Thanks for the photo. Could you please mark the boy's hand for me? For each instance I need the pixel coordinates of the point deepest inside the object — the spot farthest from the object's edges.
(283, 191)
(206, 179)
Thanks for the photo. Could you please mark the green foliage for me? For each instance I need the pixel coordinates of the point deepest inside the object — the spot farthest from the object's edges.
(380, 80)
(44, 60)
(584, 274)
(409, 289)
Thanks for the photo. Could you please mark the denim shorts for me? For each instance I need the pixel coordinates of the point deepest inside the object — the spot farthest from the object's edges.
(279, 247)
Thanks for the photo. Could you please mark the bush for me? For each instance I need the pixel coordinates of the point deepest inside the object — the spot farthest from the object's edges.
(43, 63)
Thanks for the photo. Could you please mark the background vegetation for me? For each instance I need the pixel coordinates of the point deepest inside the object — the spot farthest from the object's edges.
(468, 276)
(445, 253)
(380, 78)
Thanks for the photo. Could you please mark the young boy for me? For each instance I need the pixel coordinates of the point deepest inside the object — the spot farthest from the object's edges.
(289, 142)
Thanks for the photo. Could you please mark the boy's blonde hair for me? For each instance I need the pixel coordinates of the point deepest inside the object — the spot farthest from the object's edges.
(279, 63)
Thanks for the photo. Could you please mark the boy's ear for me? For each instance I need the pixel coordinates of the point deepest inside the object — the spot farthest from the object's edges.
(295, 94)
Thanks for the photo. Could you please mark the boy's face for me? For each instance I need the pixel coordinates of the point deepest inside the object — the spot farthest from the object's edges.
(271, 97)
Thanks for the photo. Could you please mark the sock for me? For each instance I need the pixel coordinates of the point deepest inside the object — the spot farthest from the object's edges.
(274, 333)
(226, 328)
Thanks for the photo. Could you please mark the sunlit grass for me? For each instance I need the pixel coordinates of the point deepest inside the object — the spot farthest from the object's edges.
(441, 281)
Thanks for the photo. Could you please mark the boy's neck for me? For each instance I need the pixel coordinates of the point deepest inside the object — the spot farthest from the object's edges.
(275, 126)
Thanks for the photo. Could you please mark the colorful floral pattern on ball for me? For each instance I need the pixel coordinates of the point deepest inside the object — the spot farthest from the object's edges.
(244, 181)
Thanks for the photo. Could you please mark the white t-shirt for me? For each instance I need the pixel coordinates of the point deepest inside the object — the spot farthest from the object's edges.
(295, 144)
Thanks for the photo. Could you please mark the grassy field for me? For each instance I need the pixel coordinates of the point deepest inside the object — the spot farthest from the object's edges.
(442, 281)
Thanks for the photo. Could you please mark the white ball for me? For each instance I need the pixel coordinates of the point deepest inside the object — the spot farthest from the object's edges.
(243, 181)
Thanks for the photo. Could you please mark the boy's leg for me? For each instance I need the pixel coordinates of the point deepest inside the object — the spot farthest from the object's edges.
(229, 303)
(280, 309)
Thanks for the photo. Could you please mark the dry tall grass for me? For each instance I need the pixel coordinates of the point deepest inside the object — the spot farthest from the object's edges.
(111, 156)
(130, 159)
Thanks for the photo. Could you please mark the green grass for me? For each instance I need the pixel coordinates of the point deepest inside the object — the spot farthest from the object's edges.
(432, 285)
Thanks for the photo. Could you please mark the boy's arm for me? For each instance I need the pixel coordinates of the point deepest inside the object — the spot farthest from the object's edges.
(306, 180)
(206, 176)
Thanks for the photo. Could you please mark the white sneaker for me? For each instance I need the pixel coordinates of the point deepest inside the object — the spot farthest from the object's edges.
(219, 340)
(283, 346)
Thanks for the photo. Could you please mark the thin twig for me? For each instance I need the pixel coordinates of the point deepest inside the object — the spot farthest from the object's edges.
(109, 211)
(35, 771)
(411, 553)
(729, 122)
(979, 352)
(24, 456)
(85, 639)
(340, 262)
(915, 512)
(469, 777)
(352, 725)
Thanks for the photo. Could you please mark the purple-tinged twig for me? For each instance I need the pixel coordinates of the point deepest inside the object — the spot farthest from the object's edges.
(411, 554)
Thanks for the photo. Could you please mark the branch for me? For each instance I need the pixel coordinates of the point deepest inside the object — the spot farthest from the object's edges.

☆ ☆ ☆

▸ EXERCISE BRIEF: All of the data above is to be transcribed without alteration.

▸ ANSWER SPACE:
Thanks for the photo. Could you please mark the boy's hand for me? For each instance I need the pixel coordinates of the point deepest inside the object — the spot farthest from the object's edges.
(283, 191)
(206, 179)
Thanks for the photo. Could you please mark the green foliage for me? For each instance I need the pixel coordinates of the point deepest inside the object — the spot farthest from the object's edges.
(380, 80)
(44, 60)
(584, 274)
(409, 289)
Thanks for the photo. Could you please mark the denim shorts for me? For each instance I need the pixel coordinates of the point deepest inside the object — the spot farthest from the object's edges.
(279, 247)
Thanks for the photo. Could you please mark the bush for me? For each instance I need the pixel coordinates of the point deepest inside the object — the spot farthest from the object's edges.
(43, 63)
Thanks for the photo. Could you please mark the background vegetation for me? For each instance I need the pixel coordinates of the point deepest inside the object — the spot farthest from the object's edges.
(468, 276)
(445, 253)
(380, 78)
Thanks for the photo. Could you please mark the young boy for me? For each instance I need the pixel coordinates of the point deepest inside the object — the spot farthest from the object's edges.
(289, 142)
Thanks for the photo. Could you please mark the boy's blonde hair for me? For each instance I need the pixel coordinates of the point deepest inside the object — the spot farthest from the object's edges.
(279, 63)
Thanks for the photo. Could you please mark the boy's ear for me? For each instance I need the pixel coordinates of the point deepest inside the object — the spot farthest from the object's edges.
(295, 94)
Thanks for the photo. Could you please mark the boy's face for me? For each instance I need the pixel coordinates of the point deepest inside the object — the spot farthest from the object's edges.
(271, 97)
Thanks for the photo. Could you please mark the sock for me? For each instance I need the pixel coordinates of the point deepest inside the object — the spot farthest from the object's edges.
(274, 333)
(226, 328)
Thanks for the photo. Could you please mark the sunlit grass for me? For each instance I need the pixel coordinates of the point deepest inside the object — the spot farthest from the object's edges.
(441, 281)
Thanks for the photo. Could you please mark the boy's neck for me? For each instance I need the pixel coordinates of the point deepest inside the object — the spot farthest from the object's edges.
(275, 126)
Thanks for the photo. Could you please mark the colorful floral pattern on ball for me? For each instance I need the pixel coordinates of the point deepest inside the object — the spot farthest from the object's edges.
(244, 181)
Thanks for the photo. Could you please mark the white t-shirt for me? For each instance I need the pixel coordinates of the point deepest inside the object — the spot farthest from the object's edges.
(295, 144)
Thanks for the photo. Could you please mark the grassy field for me? For each instance I need the pixel coordinates of the point deepest inside the object — the spot farthest from the object's edges.
(442, 281)
Thanks for the photo. Could you please mark the white ball for me? For each instance I need the pixel coordinates of the point deepest inside the object — the spot farthest from the object's edges.
(243, 181)
Thanks for the photo. Could you please mark the boy's leg for me? For each instance I need the pixel coordinates of the point deepest inside the object — the spot farthest from the object's edges.
(229, 303)
(280, 309)
Thanks for the photo. Could you please mark the dry tall grass for me? For each instance I need the pixel coordinates of the point deepest inside the object — the spot farthest from the object's edges.
(111, 156)
(130, 159)
Thanks for the photo. Could you please mark the green grass for me? For each instance I need the pixel coordinates of the point deepest inside the object — the spot farthest from the object's edges.
(432, 285)
Thanks for the photo. Could you please mark the boy's arm for me? For each instance I need the pixel coordinates of the point deepest inside the object — the spot farthest from the object's edges.
(306, 180)
(206, 176)
Thanks for the photo. Could you please mark the white sneaker for me? For each instance I need the pixel coordinates of the point deepest inside the object — the spot farthest from the object's edges.
(219, 340)
(283, 346)
Thanks for the photo. Could you please mark the thin twig for me? For each instance I need the pixel coordinates of the point deepest inside the object — the spot farthest from the object's edges.
(109, 211)
(35, 771)
(411, 553)
(729, 122)
(979, 352)
(24, 456)
(85, 639)
(340, 262)
(915, 512)
(469, 777)
(352, 725)
Thanks for the photo. Could you please mark the purple-tinged twig for me? For each instance I need the pixel coordinates of the point deepest inside the object — the spot farthest from the object's edges.
(411, 554)
Thanks for the photo. Could you please mark the branch for me? For each instance I need the pixel coordinates of the point deepest inside the object — the spot farthest from the object's edges.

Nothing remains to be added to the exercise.